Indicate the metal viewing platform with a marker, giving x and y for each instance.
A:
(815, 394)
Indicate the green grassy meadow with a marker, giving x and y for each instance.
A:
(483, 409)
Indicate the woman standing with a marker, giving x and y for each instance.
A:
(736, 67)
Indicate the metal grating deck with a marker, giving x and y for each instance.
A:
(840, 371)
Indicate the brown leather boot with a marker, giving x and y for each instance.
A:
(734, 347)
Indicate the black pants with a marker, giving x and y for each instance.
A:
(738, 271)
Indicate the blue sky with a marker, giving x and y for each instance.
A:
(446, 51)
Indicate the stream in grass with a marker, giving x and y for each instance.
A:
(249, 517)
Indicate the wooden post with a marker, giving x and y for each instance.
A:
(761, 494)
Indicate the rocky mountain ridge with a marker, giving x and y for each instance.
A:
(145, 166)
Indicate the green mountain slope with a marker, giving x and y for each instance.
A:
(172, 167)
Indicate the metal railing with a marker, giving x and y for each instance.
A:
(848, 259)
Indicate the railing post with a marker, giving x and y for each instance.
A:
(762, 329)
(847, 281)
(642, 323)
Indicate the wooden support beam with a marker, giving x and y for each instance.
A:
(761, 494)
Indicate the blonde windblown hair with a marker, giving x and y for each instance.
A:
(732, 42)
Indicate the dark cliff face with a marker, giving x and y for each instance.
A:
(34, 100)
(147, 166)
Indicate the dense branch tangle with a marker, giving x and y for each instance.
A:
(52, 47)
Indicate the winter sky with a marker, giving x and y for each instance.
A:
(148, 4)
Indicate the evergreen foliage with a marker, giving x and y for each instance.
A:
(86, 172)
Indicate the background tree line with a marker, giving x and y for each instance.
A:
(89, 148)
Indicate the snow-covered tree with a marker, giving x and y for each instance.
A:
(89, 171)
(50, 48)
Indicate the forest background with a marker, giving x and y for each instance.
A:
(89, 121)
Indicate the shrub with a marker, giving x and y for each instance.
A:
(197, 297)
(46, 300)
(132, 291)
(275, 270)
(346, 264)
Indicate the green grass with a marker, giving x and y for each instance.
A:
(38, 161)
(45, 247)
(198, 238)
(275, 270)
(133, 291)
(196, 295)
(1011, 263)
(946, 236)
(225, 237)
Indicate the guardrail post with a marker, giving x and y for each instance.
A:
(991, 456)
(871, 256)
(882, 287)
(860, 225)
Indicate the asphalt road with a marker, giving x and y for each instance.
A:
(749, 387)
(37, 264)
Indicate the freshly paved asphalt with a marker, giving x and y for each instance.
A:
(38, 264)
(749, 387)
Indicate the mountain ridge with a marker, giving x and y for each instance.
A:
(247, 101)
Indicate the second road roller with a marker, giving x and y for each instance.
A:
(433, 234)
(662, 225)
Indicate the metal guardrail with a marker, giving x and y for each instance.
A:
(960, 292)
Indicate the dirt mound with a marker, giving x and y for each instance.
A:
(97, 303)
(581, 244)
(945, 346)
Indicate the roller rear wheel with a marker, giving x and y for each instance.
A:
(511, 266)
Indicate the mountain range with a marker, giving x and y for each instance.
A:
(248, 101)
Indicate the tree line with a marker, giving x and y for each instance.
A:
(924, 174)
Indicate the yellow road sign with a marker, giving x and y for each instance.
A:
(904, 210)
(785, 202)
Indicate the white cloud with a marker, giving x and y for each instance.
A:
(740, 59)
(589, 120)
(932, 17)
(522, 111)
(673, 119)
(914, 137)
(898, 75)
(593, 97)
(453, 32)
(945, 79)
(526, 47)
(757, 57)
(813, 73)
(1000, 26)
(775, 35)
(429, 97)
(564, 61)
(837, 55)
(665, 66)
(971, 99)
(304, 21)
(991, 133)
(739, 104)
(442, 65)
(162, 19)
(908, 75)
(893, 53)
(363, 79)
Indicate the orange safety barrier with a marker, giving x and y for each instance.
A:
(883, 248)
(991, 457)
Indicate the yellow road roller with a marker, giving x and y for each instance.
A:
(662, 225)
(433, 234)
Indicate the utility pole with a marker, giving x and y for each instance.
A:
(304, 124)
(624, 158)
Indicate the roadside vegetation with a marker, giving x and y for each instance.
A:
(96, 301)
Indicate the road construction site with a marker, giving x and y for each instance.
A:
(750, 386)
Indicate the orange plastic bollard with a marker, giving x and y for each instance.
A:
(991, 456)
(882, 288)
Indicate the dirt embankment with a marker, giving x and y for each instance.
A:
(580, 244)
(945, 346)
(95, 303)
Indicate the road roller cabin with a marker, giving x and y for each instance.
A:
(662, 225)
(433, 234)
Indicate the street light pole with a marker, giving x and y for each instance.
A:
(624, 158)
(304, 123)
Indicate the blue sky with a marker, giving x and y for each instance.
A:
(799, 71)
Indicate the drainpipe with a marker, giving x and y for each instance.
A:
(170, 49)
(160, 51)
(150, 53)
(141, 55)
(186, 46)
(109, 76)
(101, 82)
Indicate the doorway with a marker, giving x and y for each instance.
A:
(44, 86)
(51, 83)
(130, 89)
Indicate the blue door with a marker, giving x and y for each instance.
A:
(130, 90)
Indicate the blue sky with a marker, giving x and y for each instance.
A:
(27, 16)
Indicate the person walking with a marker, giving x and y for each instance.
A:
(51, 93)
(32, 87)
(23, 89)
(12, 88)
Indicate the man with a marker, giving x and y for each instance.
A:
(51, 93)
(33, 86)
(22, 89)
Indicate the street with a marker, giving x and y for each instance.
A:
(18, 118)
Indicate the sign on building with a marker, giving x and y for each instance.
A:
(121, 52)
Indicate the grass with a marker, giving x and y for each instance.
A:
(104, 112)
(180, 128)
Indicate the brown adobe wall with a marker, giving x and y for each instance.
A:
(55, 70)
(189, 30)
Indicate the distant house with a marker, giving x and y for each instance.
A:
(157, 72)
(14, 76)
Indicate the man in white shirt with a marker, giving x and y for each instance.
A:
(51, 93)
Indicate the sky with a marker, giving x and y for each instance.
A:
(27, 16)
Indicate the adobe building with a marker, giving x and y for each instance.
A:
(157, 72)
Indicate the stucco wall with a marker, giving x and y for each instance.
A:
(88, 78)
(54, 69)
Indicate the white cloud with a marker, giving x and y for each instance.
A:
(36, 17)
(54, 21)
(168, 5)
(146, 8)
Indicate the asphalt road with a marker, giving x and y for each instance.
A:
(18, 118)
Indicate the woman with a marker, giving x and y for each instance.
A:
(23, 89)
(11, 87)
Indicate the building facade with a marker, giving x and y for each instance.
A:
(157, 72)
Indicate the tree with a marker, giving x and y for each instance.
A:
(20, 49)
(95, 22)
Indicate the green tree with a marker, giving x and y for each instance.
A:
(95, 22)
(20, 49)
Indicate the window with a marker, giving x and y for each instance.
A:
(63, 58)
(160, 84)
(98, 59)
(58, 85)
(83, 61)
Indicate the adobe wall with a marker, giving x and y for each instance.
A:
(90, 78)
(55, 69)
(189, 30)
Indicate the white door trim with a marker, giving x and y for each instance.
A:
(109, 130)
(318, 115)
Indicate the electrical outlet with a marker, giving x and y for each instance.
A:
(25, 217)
● ● ●
* [WHAT YOU ARE ASKED TO DO] Give the count of lines containing the word "pole" in the listing, and no other text.

* [EXERCISE RESULT] 2